Task: Report, from the records below, every line where the word "sunglasses" appears.

Point-per-instance localization data:
::::::::

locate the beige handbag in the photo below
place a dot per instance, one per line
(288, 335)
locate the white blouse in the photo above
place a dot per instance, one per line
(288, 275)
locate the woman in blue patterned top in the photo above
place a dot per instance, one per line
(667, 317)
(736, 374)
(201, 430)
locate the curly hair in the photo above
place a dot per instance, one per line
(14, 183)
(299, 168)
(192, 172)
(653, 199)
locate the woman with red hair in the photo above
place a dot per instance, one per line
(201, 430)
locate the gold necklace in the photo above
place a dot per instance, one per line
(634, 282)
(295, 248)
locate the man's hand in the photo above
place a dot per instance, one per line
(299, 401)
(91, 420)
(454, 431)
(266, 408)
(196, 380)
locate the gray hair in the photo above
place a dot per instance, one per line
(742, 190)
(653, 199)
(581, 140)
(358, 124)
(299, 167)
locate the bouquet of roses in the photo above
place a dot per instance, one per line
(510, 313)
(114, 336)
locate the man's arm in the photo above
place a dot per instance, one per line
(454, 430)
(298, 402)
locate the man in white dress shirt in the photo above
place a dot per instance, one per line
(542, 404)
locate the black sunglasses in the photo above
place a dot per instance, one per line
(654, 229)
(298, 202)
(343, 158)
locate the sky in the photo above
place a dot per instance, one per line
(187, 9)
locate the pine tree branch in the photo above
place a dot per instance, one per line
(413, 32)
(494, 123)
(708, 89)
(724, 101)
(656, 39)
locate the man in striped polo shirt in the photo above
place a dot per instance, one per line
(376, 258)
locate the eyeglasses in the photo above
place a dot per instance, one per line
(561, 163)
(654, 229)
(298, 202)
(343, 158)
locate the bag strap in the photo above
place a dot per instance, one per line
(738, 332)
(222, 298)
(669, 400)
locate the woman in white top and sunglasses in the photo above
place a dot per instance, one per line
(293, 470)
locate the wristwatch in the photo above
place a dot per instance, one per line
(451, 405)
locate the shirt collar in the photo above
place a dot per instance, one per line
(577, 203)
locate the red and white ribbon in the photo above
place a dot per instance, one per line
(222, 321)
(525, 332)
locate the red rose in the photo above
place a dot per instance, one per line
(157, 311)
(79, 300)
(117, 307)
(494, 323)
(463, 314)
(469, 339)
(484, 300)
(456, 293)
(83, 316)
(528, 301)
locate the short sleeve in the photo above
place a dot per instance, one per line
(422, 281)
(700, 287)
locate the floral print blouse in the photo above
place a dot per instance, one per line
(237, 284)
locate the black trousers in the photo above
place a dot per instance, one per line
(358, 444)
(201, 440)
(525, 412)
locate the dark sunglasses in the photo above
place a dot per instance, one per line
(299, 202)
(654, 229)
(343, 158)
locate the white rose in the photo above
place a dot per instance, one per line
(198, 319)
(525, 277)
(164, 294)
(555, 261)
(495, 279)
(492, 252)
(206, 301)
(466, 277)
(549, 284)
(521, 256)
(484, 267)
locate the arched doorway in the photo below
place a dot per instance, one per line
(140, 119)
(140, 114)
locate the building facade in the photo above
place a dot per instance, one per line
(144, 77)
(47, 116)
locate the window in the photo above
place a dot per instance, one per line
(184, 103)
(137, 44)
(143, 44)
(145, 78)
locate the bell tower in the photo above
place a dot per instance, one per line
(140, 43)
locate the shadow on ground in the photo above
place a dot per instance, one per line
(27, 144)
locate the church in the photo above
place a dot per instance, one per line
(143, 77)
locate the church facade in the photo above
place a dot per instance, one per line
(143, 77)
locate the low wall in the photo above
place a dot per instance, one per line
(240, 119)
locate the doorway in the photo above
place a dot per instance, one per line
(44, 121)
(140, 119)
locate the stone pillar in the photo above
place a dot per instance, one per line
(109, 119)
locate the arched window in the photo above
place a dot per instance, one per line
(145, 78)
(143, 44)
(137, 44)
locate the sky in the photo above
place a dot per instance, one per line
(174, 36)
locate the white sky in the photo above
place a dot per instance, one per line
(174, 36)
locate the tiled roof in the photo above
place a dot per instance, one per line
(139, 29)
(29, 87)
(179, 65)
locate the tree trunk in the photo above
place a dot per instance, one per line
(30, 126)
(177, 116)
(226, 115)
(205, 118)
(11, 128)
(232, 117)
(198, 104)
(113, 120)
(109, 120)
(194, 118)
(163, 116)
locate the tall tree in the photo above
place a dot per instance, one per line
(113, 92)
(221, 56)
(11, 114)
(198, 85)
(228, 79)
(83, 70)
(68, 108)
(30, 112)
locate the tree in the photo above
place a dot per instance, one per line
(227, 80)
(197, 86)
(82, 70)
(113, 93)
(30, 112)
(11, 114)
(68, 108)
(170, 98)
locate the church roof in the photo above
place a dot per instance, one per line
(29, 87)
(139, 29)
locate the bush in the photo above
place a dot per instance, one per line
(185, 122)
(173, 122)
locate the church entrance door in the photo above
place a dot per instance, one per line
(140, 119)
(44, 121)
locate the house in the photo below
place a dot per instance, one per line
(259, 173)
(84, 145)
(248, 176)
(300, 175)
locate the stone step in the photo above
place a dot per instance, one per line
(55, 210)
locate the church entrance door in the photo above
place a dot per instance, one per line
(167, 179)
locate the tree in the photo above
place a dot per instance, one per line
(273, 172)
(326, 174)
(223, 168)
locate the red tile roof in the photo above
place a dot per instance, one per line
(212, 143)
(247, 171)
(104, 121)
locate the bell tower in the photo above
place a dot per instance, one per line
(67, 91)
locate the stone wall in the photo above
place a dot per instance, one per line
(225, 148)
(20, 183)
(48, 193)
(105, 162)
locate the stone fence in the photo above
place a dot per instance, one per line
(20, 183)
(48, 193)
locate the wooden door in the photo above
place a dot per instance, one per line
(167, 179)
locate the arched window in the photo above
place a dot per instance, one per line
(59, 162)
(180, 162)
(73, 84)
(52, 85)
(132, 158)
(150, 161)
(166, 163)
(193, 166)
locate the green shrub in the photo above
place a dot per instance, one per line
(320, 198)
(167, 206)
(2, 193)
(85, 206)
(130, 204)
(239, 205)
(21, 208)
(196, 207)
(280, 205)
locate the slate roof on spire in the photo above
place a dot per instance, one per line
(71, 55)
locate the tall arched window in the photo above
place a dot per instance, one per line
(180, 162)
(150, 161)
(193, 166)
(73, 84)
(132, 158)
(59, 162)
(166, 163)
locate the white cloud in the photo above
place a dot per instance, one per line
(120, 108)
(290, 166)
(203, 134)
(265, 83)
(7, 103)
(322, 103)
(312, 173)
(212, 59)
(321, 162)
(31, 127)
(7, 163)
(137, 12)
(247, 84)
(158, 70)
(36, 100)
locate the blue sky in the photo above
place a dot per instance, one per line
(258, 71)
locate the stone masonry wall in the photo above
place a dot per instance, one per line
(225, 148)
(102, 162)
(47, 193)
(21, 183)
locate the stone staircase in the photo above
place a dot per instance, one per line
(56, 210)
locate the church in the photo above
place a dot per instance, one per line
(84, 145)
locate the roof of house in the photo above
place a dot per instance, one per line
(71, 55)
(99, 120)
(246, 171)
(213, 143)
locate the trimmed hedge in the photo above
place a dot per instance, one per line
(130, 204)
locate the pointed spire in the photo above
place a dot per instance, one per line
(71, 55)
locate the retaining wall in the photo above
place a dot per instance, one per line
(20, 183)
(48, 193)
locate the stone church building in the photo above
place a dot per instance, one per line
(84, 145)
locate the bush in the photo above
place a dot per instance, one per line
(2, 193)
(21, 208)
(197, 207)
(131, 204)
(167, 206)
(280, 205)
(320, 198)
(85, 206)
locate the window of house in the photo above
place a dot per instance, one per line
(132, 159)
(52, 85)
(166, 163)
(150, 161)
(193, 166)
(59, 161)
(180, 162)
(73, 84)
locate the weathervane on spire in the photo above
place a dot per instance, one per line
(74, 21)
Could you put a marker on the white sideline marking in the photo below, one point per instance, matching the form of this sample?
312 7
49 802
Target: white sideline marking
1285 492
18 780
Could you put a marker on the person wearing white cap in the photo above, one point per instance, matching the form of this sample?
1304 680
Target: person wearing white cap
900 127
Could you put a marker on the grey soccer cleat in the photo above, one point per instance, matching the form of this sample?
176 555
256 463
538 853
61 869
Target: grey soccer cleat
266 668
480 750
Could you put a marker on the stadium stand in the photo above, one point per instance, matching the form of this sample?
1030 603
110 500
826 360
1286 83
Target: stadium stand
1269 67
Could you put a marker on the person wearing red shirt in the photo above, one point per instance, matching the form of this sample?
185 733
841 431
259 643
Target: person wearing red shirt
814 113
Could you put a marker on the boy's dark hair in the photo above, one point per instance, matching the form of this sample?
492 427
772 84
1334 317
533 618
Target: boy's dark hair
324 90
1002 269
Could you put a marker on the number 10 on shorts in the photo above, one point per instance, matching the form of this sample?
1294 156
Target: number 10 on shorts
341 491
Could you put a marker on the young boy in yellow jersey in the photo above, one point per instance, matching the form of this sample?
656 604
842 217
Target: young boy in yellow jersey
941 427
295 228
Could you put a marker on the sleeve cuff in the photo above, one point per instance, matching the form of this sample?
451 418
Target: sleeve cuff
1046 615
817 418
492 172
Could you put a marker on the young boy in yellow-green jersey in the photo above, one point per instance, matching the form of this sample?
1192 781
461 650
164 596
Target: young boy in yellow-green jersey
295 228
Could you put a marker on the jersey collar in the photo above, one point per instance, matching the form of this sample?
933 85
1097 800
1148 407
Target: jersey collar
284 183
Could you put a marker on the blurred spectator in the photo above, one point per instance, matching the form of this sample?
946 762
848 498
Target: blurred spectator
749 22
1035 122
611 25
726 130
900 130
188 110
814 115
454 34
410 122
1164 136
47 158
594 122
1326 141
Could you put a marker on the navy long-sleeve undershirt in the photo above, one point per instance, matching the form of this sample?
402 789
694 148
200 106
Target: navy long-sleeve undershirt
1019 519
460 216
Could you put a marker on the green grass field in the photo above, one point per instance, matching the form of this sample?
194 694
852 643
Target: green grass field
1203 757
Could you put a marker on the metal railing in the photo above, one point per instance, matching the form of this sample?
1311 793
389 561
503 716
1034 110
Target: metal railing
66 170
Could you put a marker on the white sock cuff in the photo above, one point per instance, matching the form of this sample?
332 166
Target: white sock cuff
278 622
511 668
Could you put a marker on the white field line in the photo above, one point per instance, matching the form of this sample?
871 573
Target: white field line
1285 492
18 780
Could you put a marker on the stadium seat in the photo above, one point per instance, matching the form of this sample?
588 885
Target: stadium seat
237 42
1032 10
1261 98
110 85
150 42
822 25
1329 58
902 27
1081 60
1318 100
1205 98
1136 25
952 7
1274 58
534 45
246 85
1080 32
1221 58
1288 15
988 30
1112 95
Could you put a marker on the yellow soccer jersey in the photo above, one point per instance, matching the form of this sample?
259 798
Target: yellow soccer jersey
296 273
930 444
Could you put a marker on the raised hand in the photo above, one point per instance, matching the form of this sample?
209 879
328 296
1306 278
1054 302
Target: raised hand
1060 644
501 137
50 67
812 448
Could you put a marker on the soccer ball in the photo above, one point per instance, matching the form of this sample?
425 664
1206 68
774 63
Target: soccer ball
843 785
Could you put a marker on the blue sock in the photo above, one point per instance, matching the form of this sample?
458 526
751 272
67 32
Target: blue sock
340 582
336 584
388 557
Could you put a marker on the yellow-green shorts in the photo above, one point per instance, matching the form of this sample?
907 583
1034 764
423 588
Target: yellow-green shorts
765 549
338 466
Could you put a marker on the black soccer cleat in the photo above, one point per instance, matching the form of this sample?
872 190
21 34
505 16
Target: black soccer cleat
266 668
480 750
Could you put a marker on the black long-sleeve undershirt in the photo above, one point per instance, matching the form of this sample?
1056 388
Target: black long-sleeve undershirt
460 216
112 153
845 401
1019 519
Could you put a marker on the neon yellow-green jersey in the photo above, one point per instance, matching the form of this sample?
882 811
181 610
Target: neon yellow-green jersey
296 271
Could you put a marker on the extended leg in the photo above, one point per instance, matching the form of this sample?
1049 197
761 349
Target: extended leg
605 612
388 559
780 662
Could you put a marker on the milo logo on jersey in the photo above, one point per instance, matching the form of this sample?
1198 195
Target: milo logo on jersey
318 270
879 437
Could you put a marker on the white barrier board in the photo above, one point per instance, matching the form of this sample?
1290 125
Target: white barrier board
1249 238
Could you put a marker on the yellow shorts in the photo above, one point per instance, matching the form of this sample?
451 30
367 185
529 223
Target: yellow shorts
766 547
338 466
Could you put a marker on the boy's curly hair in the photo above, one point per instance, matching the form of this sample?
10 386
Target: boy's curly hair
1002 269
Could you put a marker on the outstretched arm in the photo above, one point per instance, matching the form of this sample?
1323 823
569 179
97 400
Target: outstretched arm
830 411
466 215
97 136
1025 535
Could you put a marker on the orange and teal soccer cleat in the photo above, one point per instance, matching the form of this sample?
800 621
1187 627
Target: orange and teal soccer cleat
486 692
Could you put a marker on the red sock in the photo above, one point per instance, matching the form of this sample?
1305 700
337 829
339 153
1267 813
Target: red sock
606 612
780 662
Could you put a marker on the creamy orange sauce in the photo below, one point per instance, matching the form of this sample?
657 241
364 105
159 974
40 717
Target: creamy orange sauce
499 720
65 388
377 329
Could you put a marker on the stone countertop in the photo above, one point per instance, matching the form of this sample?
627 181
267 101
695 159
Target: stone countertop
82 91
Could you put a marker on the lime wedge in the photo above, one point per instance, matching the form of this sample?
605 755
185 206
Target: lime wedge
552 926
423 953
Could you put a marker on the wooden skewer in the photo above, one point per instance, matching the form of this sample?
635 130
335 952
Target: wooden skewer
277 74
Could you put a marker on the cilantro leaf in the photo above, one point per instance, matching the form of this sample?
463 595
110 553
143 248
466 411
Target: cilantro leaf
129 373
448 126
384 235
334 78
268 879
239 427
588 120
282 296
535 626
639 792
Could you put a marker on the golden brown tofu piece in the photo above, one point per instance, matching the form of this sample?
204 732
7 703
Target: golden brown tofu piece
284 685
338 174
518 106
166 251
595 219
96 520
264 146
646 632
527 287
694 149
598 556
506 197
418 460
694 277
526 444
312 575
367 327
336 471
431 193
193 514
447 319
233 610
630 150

::::::::

Completed task:
locate the black sunglasses in the photo above
locate the woman in white top and sunglasses in the photo above
locate the dark sunglasses in the photo above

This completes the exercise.